Source document:
····················

Years 9 - 12

Who am I online? Who are my friends online?

Focus: What’s real online?
Objective: To strengthen students’ understanding of strategies they can use to keep themselves safe online and offline when using digital technologies

Teaching ideas

Teaching idea 1: Jeremy’s friend

View the Wise Up To It video: Jeremy’s Friend and complete accompanying lesson plan. See: Jeremy's Friend

‘School sucks, no one understands you and your parents don’t seem to care.

Meet Jeremy. He’s having a hard time at school, his parents are always nagging him about something and life is pretty miserable. But he can escape it all in cyberspace. He’s a great gamer with friends all over the world who understand him and all the crap going on in his life.

And then one day, he decides to meet one of his online friends. This clip tells the truth about Jeremy’s friend.’

Teaching idea 2: Protecting your digital reputation

Revise how to protect your digital reputation. Review strategies presented at: 

Note: These articles were included for Level 5 but could be a useful basis for discussion as a lead in to Activities 3 and 4.

Teaching idea 3: Newspaper articles

College officials poking around on Facebook (from The Baltimore Sun, 2009, by Childs Walker) and Networking for work (from The Sydney Morning Herald, 2010, by Joshua Jennings).

····················

Records supplied:
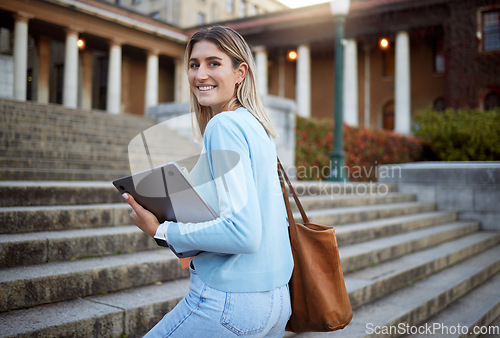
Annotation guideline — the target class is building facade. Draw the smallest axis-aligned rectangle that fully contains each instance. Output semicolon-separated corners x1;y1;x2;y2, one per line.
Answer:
0;0;500;134
99;0;288;28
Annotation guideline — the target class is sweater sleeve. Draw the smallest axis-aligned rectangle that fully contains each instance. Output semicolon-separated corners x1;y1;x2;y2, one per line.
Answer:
166;116;262;254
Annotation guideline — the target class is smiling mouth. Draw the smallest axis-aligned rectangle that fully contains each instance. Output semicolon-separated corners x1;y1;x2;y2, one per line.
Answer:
198;86;215;92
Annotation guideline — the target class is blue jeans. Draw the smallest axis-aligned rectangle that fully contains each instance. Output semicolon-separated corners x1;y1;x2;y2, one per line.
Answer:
145;267;291;338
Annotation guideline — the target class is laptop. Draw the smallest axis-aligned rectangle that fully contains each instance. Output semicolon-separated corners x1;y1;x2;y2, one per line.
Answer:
113;162;217;258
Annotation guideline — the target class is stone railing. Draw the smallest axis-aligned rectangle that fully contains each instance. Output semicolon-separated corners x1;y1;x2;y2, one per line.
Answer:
379;162;500;230
146;95;297;168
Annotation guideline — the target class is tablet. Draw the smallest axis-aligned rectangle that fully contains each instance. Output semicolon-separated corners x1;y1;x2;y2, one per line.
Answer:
113;162;217;258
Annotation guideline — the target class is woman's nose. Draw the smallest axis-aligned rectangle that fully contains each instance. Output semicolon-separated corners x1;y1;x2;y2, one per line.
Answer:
196;65;208;80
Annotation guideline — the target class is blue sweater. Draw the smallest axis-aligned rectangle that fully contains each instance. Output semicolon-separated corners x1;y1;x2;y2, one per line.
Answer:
157;108;293;292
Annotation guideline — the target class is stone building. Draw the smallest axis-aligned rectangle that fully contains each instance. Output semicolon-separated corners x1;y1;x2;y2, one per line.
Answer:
99;0;288;27
0;0;500;134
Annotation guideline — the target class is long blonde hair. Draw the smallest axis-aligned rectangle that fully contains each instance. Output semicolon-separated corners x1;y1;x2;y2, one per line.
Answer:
184;26;277;140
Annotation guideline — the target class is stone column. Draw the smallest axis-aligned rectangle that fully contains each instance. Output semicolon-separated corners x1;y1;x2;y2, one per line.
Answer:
63;29;78;108
144;50;159;111
106;41;122;114
364;45;371;128
81;49;93;110
394;31;411;134
254;46;268;96
37;35;50;103
296;45;311;117
175;58;189;102
278;54;286;97
14;13;29;101
343;39;359;127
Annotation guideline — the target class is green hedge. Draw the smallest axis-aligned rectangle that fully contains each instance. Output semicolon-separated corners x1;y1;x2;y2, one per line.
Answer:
413;109;500;161
295;116;423;181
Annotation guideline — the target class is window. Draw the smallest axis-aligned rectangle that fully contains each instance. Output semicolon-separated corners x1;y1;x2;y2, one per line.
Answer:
484;92;500;110
196;12;205;26
382;101;394;130
226;0;234;14
432;39;444;74
482;9;500;52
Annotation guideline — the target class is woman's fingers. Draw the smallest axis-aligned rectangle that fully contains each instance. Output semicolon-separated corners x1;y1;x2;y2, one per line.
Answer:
122;193;160;237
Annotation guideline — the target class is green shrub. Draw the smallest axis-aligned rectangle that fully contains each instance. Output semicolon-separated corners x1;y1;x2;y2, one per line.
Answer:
413;109;500;161
295;116;423;181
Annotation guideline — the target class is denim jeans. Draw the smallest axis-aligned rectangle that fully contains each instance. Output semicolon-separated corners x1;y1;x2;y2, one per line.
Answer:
145;267;291;338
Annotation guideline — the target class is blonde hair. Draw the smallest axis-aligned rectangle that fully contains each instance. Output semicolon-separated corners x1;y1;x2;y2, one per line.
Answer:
185;26;277;141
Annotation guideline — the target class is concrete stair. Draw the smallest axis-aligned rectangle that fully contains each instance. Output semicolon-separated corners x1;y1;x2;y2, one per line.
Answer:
0;101;500;337
0;99;199;181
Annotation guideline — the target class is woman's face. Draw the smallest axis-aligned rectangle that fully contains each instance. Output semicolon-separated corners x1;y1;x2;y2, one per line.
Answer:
188;40;248;114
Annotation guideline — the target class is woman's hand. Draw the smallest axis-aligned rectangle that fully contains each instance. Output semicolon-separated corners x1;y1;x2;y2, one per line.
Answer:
122;193;160;237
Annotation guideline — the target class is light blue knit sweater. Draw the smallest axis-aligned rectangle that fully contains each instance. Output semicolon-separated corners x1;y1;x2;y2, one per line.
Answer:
157;108;293;292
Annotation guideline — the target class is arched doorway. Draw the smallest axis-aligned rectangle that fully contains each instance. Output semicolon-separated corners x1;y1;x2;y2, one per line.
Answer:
382;101;394;130
484;92;500;110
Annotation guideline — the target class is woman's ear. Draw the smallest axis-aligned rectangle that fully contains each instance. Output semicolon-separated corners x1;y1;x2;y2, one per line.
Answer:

····················

To do:
A. In the entries, copy word for word the lines beginning at the line that contains "Annotation guideline — the target class is long" and stopping after the line that contains "0;99;199;181".
B. Write what comes next in the teaching notes on staying safe online, starting after their final line.

Responses for each task:
A.
Annotation guideline — the target class is long blonde hair. Draw the smallest axis-aligned rectangle that fully contains each instance. Output semicolon-separated corners x1;y1;x2;y2, one per line.
Answer:
184;26;277;140
Annotation guideline — the target class is stone column. Draw the smallest axis-aligned rectangle that fully contains each instance. Output semicolon-separated corners x1;y1;x2;y2, one per line.
Answer:
63;29;78;108
144;50;159;111
106;41;122;114
364;45;371;128
81;49;93;110
394;31;411;134
254;46;268;96
37;35;50;103
296;45;311;117
175;58;189;102
278;54;286;97
14;13;29;101
343;39;359;127
Annotation guideline — the target class is green hedge. Draw the smallest axis-aligned rectangle that fully contains each instance. Output semicolon-separated corners x1;y1;x2;y2, one per line.
Answer:
413;109;500;161
295;116;423;181
Annotation guideline — the target class is window. Draw the smallest axis-aligned rectangle that fully contains each instance. Output semicolon-separated corners x1;y1;x2;y2, one per line.
Answer:
484;92;500;110
196;12;205;26
382;101;394;130
226;0;234;14
432;39;444;74
482;9;500;52
Annotation guideline — the target class is woman's fingers. Draw the smallest axis-aligned rectangle that fully contains each instance. Output semicolon-separated corners x1;y1;x2;y2, one per line.
Answer:
122;193;160;237
Annotation guideline — the target class is green shrub. Draw the smallest axis-aligned rectangle that fully contains each instance. Output semicolon-separated corners x1;y1;x2;y2, one per line.
Answer:
413;109;500;161
295;116;423;181
Annotation guideline — the target class is denim jeans. Draw the smallest axis-aligned rectangle that fully contains each instance. Output semicolon-separated corners x1;y1;x2;y2, one per line.
Answer:
145;267;291;338
Annotation guideline — the target class is blonde hair. Draw the smallest axis-aligned rectangle that fully contains each instance. Output semicolon-separated corners x1;y1;x2;y2, one per line.
Answer:
185;26;277;141
Annotation guideline — the target class is concrete stair. Draw the smallest axis-aligned rectangle that fully contains each instance. Output semicolon-separated corners x1;y1;x2;y2, one per line.
Answer:
0;101;500;337
0;99;199;181

B.
Discussion prompts

  1. What is it that makes Facebook and MySpace so appealing?
  2. Given that universities and businesses might run a check on applicants, how might that impact on your postings?
  3. Should universities and employment agents have the right to apply checks on applicants’ Facebook and social networking sites?
  4. Is Facebook just another temporary fad?
  5. In your opinion, how else might we see Facebook used in the future?
  6. How could you use a social networking site like Facebook to promote potential career opportunities in the future?
 

Protecting my online privacy

Focus: What’s real online?
Objective: To strengthen students’ understanding of the need to protect their privacy online and how to maintain this privacy, and awareness of appropriate action to be taken if their online privacy is threatened.

Teaching ideas

Teaching idea 1: Lauren’s ordeal

View the Wise Up To It video: Lauren’s Ordeal 

Complete the accompanying lesson plan.

'Lauren goes to school one day and everything has changed. Her friends won’t talk to her, people laugh and point when she walks past and someone has sent her disturbing text messages. She keeps receiving vicious emails from people she doesn’t even know, people have posted lies and rumours about her on the internet and when she logs into Messenger, she has been blocked by all her friends.

Lauren is being bullied in cyberspace as a result of giving her password to a friend. This clip is Lauren’s story—what happened and how she dealt with it.'

Teaching idea 2: What the?

View the Wise Up To IT video: What the? Complete the accompanying lesson plan.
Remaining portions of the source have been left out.